__AIM OF THE EXERCISE__. Range to output from the entries below: the line containing "In this exercise you will point out the blue" through the line containing "[(8, 138), (112, 9), (183, 262)]". Set it down exactly, ends included, nothing else.
──────── DATA TO PROCESS
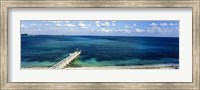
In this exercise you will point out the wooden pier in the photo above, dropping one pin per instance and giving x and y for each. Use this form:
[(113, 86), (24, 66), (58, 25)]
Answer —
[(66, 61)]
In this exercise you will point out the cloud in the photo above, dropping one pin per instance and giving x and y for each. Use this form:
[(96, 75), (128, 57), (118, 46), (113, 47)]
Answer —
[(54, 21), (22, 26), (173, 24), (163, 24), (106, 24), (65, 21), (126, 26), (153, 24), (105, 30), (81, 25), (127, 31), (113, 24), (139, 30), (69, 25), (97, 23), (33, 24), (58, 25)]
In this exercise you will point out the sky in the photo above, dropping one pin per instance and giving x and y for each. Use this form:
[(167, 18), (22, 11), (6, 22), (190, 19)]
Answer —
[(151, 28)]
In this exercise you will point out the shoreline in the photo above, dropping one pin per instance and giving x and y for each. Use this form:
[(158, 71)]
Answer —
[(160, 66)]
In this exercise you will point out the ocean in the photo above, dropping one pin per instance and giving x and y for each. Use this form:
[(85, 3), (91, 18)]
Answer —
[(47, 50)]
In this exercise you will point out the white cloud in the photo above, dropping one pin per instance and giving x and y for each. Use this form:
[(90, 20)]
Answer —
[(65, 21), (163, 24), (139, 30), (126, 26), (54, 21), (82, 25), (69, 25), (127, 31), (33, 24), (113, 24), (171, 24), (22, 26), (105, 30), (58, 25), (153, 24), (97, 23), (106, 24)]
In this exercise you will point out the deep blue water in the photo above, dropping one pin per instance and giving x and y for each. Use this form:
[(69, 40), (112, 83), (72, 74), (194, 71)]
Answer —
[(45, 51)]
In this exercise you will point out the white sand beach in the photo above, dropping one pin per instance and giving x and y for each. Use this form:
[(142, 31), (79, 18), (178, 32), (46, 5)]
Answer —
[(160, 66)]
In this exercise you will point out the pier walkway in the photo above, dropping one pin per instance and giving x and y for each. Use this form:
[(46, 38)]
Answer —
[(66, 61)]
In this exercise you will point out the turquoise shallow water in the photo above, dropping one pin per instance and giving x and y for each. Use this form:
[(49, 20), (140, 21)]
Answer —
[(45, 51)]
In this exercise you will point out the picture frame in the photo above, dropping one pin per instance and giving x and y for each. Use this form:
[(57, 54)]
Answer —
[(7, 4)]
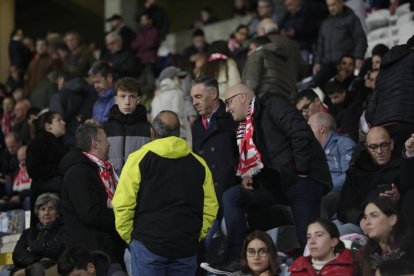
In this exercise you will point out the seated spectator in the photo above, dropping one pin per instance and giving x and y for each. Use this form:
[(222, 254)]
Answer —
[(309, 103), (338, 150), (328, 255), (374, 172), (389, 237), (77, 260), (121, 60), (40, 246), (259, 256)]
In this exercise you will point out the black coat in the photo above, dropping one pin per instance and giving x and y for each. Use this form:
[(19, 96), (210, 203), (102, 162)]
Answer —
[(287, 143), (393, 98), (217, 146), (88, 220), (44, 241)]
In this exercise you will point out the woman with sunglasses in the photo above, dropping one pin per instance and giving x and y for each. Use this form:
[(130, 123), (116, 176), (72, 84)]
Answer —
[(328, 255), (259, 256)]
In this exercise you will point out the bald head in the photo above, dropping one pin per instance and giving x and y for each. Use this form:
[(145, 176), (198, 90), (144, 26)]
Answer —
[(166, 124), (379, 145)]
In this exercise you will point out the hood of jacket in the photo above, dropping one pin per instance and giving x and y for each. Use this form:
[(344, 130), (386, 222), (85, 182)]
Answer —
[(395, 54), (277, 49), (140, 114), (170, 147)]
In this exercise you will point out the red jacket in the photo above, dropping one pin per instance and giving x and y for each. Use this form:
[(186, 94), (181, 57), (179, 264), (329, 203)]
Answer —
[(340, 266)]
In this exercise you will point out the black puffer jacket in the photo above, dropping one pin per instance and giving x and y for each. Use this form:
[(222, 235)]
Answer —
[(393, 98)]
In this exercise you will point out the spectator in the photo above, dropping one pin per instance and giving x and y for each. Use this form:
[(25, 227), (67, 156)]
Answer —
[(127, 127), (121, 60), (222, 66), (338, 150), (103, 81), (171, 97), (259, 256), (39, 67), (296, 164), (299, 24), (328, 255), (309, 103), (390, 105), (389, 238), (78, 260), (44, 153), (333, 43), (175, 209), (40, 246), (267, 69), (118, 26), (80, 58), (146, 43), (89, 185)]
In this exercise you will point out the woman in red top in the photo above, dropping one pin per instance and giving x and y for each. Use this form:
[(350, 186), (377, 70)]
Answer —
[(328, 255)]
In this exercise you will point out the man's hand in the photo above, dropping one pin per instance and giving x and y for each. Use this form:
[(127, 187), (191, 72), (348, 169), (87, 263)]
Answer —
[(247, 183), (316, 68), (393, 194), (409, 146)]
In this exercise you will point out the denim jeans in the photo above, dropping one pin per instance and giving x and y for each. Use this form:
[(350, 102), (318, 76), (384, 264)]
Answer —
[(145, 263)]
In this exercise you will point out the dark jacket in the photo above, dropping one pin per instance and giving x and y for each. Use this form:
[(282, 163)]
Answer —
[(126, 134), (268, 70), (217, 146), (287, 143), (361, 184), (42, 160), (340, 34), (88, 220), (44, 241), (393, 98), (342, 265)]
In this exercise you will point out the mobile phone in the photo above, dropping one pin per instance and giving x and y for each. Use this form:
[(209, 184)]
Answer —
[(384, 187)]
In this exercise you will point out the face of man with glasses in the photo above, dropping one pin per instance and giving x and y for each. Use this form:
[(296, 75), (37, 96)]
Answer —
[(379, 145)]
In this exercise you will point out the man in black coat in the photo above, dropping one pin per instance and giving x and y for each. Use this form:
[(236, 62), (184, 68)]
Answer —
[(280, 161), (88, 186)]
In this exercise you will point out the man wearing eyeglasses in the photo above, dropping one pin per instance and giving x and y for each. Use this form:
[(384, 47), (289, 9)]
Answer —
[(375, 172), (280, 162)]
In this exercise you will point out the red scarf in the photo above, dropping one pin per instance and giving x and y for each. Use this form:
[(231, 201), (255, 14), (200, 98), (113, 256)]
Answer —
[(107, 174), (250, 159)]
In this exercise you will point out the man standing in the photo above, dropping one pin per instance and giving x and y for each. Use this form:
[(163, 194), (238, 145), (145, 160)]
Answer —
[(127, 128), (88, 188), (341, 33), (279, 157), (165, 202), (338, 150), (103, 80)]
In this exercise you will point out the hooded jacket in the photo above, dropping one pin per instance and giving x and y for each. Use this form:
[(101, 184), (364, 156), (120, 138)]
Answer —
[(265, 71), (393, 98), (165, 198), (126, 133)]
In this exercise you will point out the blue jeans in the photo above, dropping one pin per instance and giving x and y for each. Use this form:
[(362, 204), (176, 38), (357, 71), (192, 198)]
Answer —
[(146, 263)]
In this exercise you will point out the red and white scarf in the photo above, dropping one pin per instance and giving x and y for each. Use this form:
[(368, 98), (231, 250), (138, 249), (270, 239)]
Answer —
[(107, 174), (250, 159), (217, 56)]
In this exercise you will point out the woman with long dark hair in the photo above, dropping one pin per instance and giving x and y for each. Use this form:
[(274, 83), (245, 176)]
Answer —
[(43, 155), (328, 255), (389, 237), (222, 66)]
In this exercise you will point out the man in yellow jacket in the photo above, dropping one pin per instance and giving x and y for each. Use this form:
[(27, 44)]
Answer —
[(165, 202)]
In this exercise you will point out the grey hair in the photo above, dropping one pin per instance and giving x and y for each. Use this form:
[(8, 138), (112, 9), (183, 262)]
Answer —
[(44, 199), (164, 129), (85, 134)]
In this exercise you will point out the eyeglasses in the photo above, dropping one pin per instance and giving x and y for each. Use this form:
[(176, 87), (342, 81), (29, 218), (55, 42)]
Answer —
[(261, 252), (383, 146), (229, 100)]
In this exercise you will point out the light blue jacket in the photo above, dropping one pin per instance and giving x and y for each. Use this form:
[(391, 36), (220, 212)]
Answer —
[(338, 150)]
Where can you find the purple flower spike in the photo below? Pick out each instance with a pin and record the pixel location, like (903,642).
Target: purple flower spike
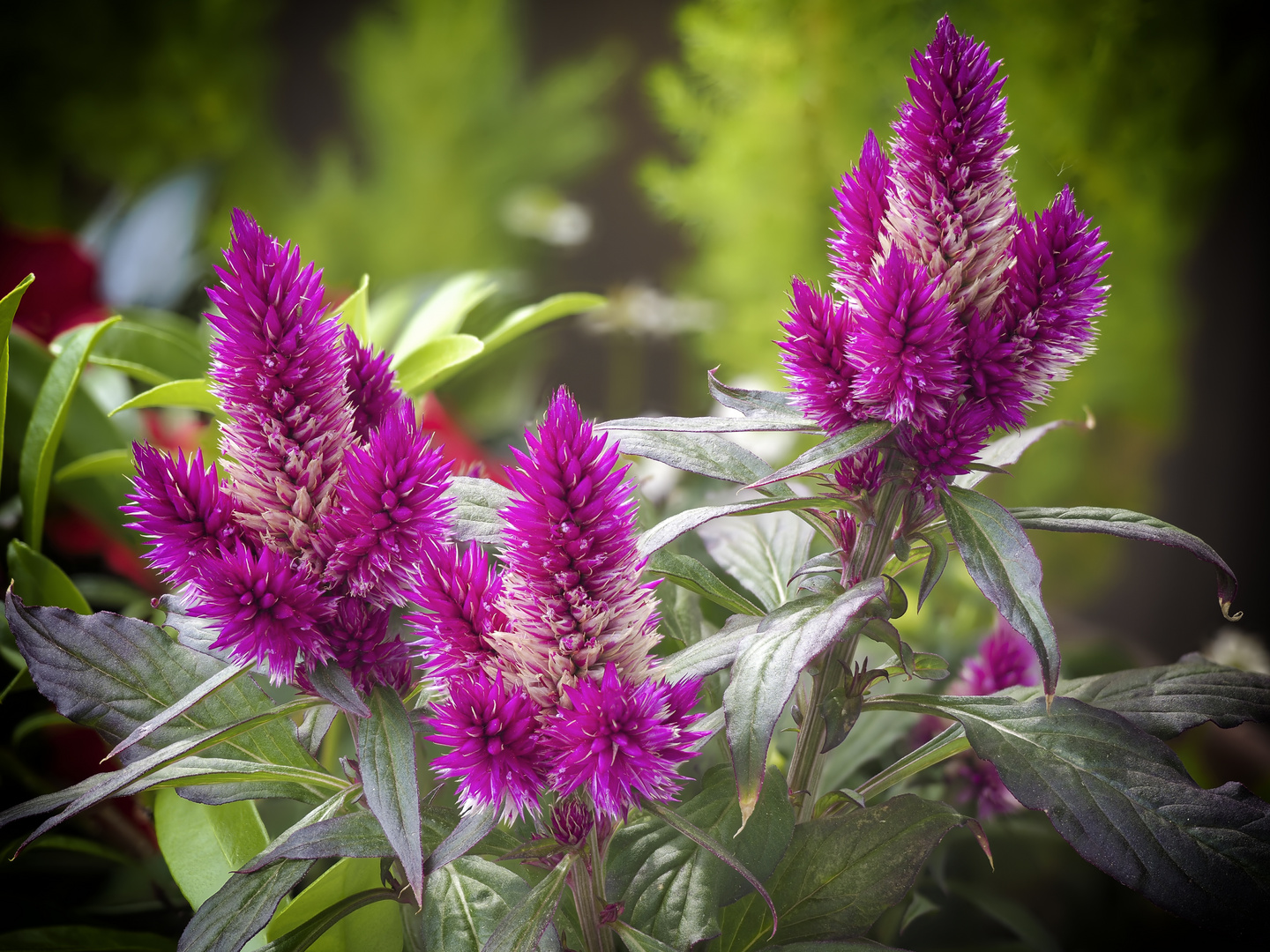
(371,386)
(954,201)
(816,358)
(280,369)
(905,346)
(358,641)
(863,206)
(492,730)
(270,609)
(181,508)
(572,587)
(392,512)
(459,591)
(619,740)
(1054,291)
────────────────
__OUTPUT FOR THIS TASK__.
In this exercise you will point out the blue jeans in the photo above, dropping one pin per instance and giving x and y for each. Use this form:
[(362, 204), (176, 38), (357, 71), (192, 198)]
Answer —
[(146, 263)]
In this exercise you will point out the red and white scarf in the photo above, dropping one pin per instance and giving x and y for each. Use this form:
[(368, 98), (231, 250), (138, 249), (270, 239)]
Answer —
[(107, 174), (250, 159), (217, 56)]
In this exercise you will point out the woman with long dark hair in the photo above, dropping one pin per instance and giving x and y for each. Use this form:
[(274, 83), (245, 176)]
Answer —
[(43, 155), (328, 255), (389, 237), (222, 66)]
In this exercise you will point out the man in yellow jacket in the photo above, dropping one pin per instance and giving x and y for each. Use this form:
[(27, 44)]
Answer —
[(165, 202)]
In this exercise you will point out the grey hair in the photo above, dropping one pin per instance and giving x and y for each. Use this form:
[(8, 138), (112, 9), (183, 262)]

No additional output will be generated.